From the uranium portfolio update, write out the passage between "TDV Uranium Portfolio" and "the TDV portfolio.", inclusive.

_Page extract:_
"""
TDV Uranium Portfolio Update
Originally published in TDV in April 2020
Cameco has signaled the bulls about a weakness in the supply chain that it may be able to exploit to get the utility companies back to the bargaining table after a decade-long hiatus. We continue to rate the sector a STRONG BUY, timing is great for long term investors.
TDV Uranium Mini Folio
In our uranium special report , released on August 31, 2019, we laid out the case for why the timing was right to gain exposure to uranium in your investment strategy. We have since absorbed Cameco into the TDV portfolio.
"""
_Supplied entries:_
"""
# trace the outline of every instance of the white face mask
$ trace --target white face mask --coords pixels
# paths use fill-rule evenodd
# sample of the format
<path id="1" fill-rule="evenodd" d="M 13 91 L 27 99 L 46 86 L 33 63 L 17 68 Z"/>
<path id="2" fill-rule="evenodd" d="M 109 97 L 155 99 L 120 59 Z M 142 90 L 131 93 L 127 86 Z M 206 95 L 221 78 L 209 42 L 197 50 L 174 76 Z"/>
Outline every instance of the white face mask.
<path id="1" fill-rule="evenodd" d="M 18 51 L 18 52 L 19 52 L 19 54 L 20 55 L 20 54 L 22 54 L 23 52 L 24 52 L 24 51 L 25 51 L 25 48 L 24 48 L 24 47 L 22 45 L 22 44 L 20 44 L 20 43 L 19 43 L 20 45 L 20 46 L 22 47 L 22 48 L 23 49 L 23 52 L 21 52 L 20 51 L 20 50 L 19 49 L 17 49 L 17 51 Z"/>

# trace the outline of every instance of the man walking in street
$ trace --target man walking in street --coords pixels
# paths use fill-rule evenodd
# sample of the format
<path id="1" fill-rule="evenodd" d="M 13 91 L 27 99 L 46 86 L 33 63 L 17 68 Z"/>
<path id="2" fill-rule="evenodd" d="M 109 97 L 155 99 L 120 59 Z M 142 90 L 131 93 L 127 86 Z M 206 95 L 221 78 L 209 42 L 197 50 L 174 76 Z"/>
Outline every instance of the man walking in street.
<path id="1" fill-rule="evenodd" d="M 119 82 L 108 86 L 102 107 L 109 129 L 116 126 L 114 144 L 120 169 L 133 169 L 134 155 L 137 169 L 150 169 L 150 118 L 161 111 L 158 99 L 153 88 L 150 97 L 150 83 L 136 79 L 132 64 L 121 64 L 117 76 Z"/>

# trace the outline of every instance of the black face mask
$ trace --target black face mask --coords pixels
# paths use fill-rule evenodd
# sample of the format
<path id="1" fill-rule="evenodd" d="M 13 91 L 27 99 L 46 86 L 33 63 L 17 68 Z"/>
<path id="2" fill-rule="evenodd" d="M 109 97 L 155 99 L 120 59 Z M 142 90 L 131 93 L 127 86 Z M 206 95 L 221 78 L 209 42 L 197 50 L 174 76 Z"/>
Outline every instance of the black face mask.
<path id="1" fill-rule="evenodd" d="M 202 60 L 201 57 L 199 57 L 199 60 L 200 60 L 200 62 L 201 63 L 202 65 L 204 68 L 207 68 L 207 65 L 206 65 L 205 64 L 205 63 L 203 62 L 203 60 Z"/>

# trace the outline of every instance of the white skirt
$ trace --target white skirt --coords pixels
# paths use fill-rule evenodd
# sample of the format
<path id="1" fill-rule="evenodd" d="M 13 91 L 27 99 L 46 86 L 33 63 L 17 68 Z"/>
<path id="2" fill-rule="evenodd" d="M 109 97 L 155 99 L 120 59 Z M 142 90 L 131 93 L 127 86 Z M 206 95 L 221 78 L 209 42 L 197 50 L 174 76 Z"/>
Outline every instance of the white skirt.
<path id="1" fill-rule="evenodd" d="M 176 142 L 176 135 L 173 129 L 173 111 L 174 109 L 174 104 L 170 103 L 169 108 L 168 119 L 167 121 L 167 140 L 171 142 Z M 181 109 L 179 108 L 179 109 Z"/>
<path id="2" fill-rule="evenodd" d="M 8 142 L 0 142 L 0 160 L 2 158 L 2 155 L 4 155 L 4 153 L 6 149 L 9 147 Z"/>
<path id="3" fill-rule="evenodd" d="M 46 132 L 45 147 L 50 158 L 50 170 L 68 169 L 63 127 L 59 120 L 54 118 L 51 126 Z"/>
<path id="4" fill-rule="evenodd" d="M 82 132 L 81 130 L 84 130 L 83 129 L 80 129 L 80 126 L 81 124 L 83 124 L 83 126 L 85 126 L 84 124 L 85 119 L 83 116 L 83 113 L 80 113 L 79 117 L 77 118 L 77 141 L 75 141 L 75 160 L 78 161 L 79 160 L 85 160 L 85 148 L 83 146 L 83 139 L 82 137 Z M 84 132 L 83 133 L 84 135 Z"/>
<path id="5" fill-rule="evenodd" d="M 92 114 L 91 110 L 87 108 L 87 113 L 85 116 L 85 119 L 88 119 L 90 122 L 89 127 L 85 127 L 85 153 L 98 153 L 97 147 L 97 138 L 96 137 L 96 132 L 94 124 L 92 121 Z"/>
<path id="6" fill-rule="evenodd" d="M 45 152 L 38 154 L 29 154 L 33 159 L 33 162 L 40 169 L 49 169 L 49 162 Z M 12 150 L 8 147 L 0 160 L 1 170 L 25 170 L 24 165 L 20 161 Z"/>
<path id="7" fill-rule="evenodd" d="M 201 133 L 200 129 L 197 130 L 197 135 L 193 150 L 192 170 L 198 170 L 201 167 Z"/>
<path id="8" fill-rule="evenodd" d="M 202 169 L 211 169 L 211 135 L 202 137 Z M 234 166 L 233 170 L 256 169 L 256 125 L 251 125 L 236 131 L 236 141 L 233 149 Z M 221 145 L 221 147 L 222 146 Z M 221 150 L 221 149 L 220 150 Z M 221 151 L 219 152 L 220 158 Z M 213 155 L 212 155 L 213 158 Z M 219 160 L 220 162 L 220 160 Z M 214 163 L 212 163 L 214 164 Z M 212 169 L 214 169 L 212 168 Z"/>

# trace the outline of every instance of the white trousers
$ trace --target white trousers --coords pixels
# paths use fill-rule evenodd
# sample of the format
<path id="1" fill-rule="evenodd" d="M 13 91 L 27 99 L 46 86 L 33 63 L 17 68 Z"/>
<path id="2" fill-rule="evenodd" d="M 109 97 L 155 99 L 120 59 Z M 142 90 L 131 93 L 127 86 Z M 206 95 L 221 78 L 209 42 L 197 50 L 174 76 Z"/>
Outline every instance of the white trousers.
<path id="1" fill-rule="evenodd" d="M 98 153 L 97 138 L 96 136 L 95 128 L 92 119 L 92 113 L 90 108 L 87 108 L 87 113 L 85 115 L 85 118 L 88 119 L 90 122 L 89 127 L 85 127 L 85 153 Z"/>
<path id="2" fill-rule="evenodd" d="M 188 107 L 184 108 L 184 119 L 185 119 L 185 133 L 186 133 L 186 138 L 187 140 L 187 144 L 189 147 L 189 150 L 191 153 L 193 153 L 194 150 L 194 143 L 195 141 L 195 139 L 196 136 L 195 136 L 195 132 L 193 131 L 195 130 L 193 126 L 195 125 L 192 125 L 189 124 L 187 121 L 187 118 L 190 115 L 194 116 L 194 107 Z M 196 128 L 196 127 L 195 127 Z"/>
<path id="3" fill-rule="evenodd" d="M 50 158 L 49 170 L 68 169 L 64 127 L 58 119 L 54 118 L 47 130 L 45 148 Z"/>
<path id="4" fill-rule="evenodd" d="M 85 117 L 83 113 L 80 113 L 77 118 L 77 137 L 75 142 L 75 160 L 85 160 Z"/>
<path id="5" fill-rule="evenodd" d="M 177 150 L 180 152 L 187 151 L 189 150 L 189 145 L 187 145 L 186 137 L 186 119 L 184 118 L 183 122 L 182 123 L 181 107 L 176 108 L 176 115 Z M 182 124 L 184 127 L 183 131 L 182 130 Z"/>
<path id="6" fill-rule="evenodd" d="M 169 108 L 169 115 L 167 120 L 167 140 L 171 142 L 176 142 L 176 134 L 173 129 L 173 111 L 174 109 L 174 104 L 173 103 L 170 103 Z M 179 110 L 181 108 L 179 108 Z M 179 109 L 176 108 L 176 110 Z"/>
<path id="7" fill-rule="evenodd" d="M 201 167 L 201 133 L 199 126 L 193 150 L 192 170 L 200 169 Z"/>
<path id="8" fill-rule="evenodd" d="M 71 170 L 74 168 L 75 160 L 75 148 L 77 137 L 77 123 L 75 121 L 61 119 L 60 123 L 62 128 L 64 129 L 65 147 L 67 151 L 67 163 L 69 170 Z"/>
"""
"""
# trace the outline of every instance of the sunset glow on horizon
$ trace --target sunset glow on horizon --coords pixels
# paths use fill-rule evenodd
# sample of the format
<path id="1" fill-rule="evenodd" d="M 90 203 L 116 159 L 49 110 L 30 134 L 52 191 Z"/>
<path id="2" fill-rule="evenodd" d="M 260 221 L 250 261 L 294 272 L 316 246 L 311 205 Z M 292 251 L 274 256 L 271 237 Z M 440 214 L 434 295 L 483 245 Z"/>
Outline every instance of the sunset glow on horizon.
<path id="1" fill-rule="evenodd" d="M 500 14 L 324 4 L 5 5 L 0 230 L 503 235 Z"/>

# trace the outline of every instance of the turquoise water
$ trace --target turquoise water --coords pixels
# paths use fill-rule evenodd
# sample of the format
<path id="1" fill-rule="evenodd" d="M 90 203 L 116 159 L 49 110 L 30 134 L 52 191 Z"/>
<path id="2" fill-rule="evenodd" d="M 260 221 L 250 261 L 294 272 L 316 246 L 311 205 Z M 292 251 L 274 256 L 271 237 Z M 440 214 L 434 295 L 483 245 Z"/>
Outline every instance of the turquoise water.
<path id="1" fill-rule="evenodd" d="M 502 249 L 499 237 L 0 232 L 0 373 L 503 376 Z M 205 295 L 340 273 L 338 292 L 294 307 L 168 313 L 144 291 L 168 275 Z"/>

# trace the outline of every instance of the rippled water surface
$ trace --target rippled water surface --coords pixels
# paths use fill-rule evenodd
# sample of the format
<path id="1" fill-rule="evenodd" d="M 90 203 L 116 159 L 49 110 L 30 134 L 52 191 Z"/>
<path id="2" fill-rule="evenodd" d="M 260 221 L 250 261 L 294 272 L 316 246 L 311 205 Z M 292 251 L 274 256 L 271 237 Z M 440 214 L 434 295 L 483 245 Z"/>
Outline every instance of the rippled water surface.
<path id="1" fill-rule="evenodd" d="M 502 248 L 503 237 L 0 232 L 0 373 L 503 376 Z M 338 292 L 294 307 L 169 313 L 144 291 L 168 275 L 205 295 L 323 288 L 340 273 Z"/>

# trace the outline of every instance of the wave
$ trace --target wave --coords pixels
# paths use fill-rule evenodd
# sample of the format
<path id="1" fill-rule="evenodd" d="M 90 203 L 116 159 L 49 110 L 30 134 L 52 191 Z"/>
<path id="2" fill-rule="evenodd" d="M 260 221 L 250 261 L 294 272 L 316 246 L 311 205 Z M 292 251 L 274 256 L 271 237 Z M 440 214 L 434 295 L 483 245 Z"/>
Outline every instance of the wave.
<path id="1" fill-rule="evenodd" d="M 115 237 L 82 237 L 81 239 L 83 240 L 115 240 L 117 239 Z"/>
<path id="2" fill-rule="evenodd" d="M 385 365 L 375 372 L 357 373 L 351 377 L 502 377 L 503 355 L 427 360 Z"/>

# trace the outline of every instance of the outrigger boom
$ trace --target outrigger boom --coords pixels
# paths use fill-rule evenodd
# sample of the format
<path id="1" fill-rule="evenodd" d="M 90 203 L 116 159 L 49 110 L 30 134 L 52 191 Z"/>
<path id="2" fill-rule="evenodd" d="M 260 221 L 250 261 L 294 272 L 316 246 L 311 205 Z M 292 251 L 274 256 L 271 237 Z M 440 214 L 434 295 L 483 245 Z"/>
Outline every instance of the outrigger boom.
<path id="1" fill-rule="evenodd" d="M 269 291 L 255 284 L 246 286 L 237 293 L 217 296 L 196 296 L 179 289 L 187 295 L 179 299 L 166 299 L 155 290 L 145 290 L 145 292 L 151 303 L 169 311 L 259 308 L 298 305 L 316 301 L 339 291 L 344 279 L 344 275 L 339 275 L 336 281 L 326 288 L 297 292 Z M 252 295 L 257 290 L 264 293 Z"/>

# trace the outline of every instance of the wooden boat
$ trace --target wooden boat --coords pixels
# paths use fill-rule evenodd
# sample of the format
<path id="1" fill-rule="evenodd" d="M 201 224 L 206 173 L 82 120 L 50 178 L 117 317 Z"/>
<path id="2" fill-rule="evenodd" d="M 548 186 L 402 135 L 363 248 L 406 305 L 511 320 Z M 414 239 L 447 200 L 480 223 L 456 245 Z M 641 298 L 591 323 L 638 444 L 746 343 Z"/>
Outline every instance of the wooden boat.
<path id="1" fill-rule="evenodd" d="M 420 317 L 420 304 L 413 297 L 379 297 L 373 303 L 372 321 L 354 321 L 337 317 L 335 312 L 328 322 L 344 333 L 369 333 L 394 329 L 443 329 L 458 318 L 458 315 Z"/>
"""
"""
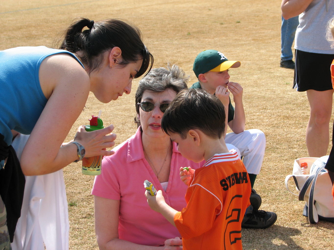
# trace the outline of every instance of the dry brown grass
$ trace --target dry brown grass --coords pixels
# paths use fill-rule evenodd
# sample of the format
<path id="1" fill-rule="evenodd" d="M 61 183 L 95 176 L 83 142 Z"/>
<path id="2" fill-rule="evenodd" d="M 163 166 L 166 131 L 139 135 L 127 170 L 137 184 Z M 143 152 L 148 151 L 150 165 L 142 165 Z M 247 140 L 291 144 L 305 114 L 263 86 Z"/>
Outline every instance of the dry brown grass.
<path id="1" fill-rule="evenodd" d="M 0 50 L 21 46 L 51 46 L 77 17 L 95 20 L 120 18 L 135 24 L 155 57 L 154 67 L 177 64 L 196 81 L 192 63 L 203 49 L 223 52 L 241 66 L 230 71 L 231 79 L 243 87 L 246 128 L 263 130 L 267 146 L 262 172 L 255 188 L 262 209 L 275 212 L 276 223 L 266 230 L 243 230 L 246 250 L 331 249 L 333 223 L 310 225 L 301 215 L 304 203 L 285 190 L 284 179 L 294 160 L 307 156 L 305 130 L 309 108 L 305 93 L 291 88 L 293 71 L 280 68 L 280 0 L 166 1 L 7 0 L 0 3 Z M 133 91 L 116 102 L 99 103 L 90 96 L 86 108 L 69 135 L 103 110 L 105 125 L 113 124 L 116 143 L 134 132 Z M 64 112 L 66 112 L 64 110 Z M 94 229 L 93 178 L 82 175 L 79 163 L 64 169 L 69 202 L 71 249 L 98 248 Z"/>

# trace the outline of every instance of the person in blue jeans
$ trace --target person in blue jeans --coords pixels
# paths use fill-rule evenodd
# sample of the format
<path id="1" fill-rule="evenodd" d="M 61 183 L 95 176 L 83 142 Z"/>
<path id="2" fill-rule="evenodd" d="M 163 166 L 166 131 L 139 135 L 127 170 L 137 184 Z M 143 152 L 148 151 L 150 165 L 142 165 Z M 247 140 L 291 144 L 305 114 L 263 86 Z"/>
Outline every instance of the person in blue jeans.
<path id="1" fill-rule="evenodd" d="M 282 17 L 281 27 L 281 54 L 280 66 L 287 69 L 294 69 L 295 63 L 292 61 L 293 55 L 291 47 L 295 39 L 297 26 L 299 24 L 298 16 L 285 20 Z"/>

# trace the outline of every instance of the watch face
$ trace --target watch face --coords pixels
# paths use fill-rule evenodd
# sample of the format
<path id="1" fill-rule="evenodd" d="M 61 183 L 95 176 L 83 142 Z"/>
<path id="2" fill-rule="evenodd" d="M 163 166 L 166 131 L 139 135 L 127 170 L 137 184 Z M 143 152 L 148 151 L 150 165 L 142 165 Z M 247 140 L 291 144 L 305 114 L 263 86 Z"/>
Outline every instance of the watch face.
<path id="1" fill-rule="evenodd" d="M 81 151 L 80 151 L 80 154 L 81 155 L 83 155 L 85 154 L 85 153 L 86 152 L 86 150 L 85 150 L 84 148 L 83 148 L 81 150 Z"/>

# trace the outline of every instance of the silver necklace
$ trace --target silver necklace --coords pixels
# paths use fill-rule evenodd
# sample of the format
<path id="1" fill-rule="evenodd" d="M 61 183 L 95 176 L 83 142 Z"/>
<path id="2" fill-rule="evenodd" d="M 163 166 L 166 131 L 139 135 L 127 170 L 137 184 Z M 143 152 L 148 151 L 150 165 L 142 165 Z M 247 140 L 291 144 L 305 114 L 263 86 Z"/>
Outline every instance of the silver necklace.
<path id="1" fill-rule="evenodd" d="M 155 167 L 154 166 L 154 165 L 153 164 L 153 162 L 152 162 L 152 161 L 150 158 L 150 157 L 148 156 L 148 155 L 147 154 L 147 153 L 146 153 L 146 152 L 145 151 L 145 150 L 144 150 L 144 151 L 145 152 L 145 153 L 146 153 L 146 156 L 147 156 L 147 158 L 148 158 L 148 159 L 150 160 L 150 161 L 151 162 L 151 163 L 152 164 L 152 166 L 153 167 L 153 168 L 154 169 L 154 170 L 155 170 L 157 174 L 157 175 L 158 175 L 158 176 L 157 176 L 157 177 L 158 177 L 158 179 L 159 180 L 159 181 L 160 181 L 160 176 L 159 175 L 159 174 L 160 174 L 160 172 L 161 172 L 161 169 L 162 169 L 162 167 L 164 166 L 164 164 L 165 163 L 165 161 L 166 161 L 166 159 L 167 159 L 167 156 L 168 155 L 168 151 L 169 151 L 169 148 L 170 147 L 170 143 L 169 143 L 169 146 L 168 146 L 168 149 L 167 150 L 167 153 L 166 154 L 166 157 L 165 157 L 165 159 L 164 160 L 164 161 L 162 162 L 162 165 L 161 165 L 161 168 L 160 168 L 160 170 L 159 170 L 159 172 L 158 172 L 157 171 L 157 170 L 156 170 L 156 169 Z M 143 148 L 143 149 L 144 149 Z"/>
"""
_Task response:_
TDV Uranium Portfolio Update
Originally published in TDV in April 2020
Cameco has signaled the bulls about a weakness in the supply chain that it may be able to exploit to get the utility companies back to the bargaining table after a decade-long hiatus. We continue to rate the sector a STRONG BUY, timing is great for long term investors.
TDV Uranium Mini Folio
In our uranium special report , released on August 31, 2019, we laid out the case for why the timing was right to gain exposure to uranium in your investment strategy. We have since absorbed Cameco into the TDV portfolio.